## OBJECTIVE
Every record below should be written out exactly; pictures stay out.

▼▼▼

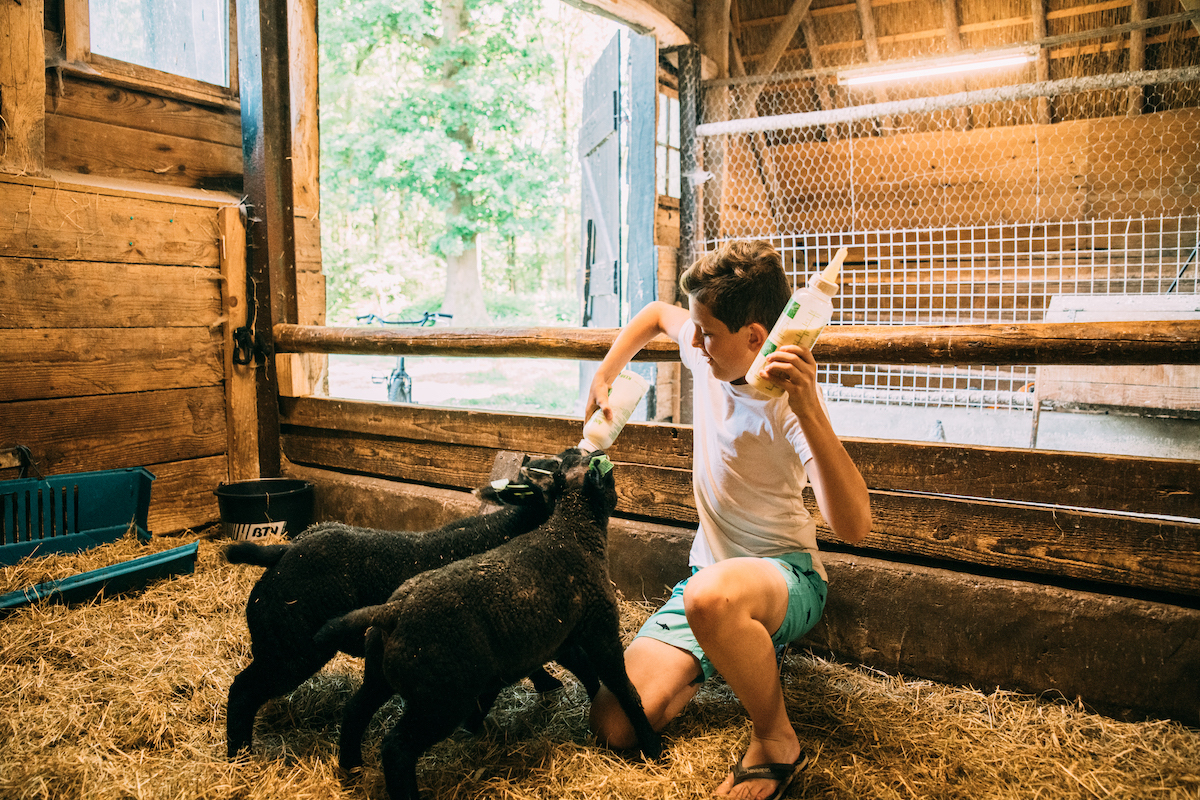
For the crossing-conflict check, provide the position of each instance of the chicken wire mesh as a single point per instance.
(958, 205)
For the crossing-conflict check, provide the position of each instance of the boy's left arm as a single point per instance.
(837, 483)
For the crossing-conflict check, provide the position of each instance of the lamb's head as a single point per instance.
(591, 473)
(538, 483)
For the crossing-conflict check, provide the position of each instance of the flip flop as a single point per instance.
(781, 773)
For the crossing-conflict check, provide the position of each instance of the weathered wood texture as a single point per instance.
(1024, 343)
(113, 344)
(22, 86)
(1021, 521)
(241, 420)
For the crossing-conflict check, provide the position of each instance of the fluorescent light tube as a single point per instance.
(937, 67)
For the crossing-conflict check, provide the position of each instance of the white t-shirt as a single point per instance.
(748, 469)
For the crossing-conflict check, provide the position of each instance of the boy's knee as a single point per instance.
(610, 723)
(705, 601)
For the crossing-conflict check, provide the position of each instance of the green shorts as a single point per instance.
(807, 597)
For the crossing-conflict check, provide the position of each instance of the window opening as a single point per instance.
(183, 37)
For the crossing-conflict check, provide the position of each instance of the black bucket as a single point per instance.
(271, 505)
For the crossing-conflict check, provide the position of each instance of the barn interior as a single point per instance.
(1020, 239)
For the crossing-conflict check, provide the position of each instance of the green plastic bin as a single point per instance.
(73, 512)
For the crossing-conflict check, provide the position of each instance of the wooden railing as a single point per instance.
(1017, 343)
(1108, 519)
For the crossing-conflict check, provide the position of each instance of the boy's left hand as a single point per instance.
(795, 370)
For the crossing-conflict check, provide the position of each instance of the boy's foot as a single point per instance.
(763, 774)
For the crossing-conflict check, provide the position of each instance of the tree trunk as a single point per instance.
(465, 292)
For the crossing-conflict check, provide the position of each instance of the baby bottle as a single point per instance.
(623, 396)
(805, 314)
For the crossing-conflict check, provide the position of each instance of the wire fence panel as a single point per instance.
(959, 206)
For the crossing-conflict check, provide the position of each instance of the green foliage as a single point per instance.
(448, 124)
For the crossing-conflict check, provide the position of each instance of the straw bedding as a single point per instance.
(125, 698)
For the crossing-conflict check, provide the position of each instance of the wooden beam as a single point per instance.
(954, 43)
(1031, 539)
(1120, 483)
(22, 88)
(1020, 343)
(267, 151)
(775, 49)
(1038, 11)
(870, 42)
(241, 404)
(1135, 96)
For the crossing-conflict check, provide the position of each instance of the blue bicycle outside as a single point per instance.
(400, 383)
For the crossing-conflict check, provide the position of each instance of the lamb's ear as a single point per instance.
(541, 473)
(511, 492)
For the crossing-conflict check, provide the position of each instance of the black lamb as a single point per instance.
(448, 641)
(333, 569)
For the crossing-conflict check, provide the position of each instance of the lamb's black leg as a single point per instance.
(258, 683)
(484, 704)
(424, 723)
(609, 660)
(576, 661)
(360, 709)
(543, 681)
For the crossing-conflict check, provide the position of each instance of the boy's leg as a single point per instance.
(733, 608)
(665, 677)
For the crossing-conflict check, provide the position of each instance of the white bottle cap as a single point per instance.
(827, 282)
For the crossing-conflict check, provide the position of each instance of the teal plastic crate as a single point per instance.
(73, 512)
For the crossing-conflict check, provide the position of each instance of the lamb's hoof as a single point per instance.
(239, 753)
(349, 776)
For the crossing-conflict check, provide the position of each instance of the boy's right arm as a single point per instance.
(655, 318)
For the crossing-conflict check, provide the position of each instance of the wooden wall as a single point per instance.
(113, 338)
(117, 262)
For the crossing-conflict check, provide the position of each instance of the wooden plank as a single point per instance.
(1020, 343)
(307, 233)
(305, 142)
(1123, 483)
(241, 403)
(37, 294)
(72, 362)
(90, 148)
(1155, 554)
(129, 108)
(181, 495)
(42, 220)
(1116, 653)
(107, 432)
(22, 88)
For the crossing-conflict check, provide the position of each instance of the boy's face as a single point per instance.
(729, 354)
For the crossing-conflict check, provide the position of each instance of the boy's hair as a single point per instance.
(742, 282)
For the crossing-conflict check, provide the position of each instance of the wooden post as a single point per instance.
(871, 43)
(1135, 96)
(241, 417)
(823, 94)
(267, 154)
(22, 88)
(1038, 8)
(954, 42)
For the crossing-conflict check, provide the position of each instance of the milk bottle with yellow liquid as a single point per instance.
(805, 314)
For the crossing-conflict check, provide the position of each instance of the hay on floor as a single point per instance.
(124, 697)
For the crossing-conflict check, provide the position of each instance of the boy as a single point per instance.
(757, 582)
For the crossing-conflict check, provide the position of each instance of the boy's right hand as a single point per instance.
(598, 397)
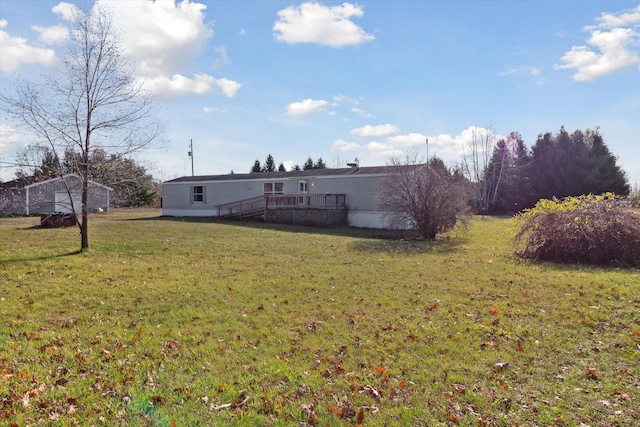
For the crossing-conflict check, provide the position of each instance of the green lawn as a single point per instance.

▲▲▲

## WRITTEN ANSWER
For the crossing-conflict check, provide the position of each instance of the chicken wire mesh as a single point per instance.
(958, 205)
For the crossing-conflict check, provide the position of each instance of the boy's left arm as a single point per instance.
(837, 483)
For the crossing-conflict check, provide the position of each instance of the lamb's head as a single point per instance.
(591, 473)
(538, 483)
For the crossing-conflict check, provide the position of each instance of the flip flop as a single point per instance.
(781, 773)
For the crossing-conflict check, provide the position of each instance of the weathered wood texture as a single point per instance.
(1024, 343)
(113, 344)
(22, 86)
(1021, 521)
(241, 420)
For the crossing-conflict check, provide the position of each instance of the fluorescent light tube as a single point per instance.
(937, 67)
For the crossing-conflict check, provide the position of each instance of the white t-shirt as a single point per instance.
(748, 469)
For the crossing-conflict check, provide the position of each instance of the boy's knee as a single point per instance.
(610, 723)
(705, 601)
For the crossing-conflict check, provide the position of each instance of the green shorts as a single point per instance.
(807, 597)
For the crossing-conflict check, provide the position of each instance of the window opening as a single point per instance.
(183, 37)
For the crossing-conflict check, provide the position of each instance of the black bucket as a single point per instance.
(271, 505)
For the crossing-conflict check, provide the position of each instance of the barn interior as a single point per instance.
(1020, 239)
For the crossing-conflict check, provide the position of each instance of the green plastic bin as a single point per instance.
(73, 512)
For the crossing-conflict check, provide the position of each instance of the wooden railing as a single point per instance.
(1017, 343)
(1108, 519)
For the crossing-conflict check, provide the position of each instance of the boy's left hand as a single point per instance.
(795, 370)
For the crossing-conflict check, provide the position of each instance of the boy's foot as a single point per instance.
(763, 774)
For the crossing-conflict check, provide the position of each instance of the tree trunk as a single point per instance.
(465, 292)
For the crossing-conflict check, provide the position of each instance of the baby bottle as a single point per instance.
(623, 396)
(805, 314)
For the crossing-conflict check, provide the position of each instance of the wire fence panel as a single point per instance.
(959, 206)
For the crossing-conflict check, provide the position of each instance of the green foliage as a single point per instance.
(448, 124)
For the crossing-conflict check, provide the position of each instance of the straw bedding as a single point per instance.
(125, 698)
For the crossing-conflict check, provide the position of each instance of the wooden beam as a single point per instance.
(954, 43)
(1031, 539)
(1120, 483)
(22, 88)
(1020, 343)
(267, 151)
(775, 49)
(1038, 11)
(870, 42)
(241, 404)
(1135, 96)
For the crossing-conflict check, provide the position of each instance of the blue bicycle outside as a single point per instance.
(400, 383)
For the crossing-conflict check, provide the position of each instance of the lamb's ear as a single point per instance.
(541, 473)
(511, 492)
For the crossing-conflict check, provide the position of each instance of the black lamb as a single point per instance.
(448, 641)
(333, 569)
For the crossing-conflict check, provide the position of each instance of the lamb's black leg as a single point per instance.
(258, 683)
(484, 704)
(424, 723)
(609, 660)
(576, 661)
(360, 709)
(543, 681)
For the crossing-conflict check, provide the position of each instance of the boy's leg as a single point per instance.
(733, 608)
(665, 677)
For the crossing-conflict check, provide the position of each instance of the white bottle cap as a single point per instance.
(827, 282)
For the crossing-conflict check, provide the position of each instance of the teal plastic crate as a single point per instance.
(73, 512)
For the crossing-conflict check, provide the position of each instance of the lamb's hoof as a single point per instance.
(239, 753)
(349, 776)
For the crossing-conflict check, provide the position of each instance of the boy's right arm as a single point per instance.
(655, 318)
For the crossing-conflict check, provide the position of each instance of the wooden wall as a single point per instance.
(113, 338)
(117, 262)
For the crossing-conflict check, provide the position of each instance of the wooden plank as a single point per instance.
(1020, 343)
(307, 233)
(305, 142)
(1123, 483)
(241, 403)
(37, 294)
(72, 362)
(90, 148)
(1155, 554)
(129, 108)
(181, 495)
(42, 220)
(1116, 653)
(107, 432)
(22, 88)
For the crossing-conflict check, provide the position of each instance of the boy's face as a single point per instance.
(729, 354)
For the crossing-conflict check, provide the position of each instance of the boy's hair as a single point per instance.
(742, 282)
For the crossing-conflict check, provide the position of each instance of the wooden post as a single point per instance.
(871, 43)
(1135, 96)
(241, 417)
(823, 94)
(267, 154)
(22, 88)
(1038, 8)
(954, 42)
For the crossing-conflict check, provide the position of each instance of the milk bottle with yellow liquid as a single point per instance.
(805, 314)
For the crossing-conflict check, provide the position of each instance of the hay on floor as a single point per instance.
(124, 697)
For the crossing-conflict check, provide the position of each instance of the boy as a single point per instance.
(757, 582)
For the crossing-conflict check, provide the position of each instance of the boy's right hand as a single point per instance.
(598, 397)
For the crossing-conflict check, provide the position of each instance of the green lawn as a single point per instance.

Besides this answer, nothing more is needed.